What you need to do
Copy out each line of the listing below in which the string "instance" occurs.

Data in this exercise
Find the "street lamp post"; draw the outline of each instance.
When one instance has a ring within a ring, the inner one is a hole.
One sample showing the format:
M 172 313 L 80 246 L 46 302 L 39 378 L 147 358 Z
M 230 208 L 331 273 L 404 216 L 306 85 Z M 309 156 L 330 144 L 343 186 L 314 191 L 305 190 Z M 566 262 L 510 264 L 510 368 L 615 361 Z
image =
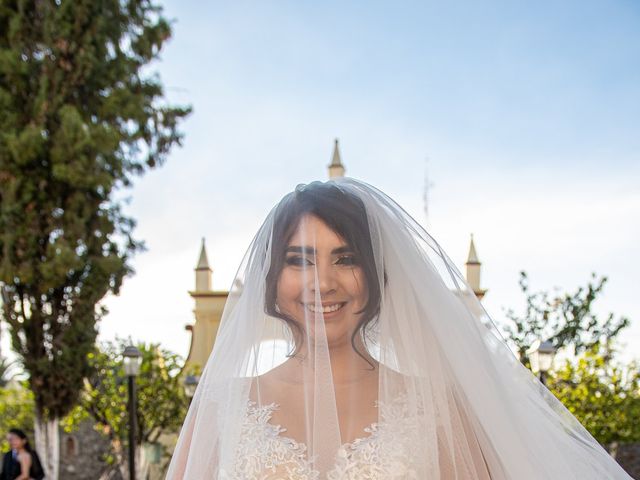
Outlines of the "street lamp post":
M 527 350 L 527 356 L 531 362 L 531 371 L 538 374 L 540 381 L 546 386 L 547 372 L 553 365 L 553 358 L 556 354 L 556 348 L 549 340 L 541 342 L 536 340 Z
M 129 382 L 129 480 L 136 480 L 136 377 L 140 373 L 142 354 L 133 345 L 124 349 L 124 373 Z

Solution to the problem
Find the "street lamp post"; draw the outline of each instance.
When one instance has a ring within a ring, the inner one is a hole.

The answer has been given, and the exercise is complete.